ABOUT THIS EXERCISE » Retype only the stretch of lines that starts with the line containing "Point out every instance of the utility" and ends with the last line of the records, both included, exactly.

(Extracted records)
++++++++

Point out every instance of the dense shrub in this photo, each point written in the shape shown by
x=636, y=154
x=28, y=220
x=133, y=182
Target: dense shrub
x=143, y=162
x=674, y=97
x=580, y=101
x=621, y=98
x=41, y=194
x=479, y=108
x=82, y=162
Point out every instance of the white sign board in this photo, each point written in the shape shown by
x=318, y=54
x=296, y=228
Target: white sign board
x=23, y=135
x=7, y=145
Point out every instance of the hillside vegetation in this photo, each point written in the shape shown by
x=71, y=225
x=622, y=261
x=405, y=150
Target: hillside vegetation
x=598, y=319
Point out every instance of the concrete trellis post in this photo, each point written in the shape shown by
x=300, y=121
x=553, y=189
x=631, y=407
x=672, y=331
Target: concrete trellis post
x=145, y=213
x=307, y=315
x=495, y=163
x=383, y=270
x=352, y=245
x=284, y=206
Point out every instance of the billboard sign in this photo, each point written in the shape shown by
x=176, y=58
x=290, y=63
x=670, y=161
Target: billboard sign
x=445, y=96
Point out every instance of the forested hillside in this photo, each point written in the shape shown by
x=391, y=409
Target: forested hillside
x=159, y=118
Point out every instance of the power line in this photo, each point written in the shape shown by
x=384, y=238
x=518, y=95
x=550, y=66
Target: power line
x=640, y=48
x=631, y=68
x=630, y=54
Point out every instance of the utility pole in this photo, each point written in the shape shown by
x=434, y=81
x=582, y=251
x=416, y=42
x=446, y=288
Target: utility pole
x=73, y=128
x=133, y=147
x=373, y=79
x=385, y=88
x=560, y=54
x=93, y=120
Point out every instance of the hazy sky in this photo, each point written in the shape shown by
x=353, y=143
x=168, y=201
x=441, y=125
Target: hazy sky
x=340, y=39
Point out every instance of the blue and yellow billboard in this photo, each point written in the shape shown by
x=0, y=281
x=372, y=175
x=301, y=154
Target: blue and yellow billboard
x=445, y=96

++++++++

RESPONSE BOX »
Point out every instance of the utility pole in this photo, each point written in the shape shown by
x=434, y=81
x=582, y=251
x=416, y=42
x=446, y=288
Target: utility pole
x=73, y=128
x=133, y=147
x=373, y=79
x=385, y=88
x=560, y=54
x=93, y=120
Point out every instance of the hazy sky in this photo, each point written in the shape shown by
x=353, y=143
x=168, y=201
x=441, y=125
Target: hazy sky
x=340, y=39
Point out every instance of the blue and yellow billboard in this photo, each point written in the shape shown by
x=0, y=281
x=372, y=175
x=301, y=154
Target: blue and yellow billboard
x=445, y=96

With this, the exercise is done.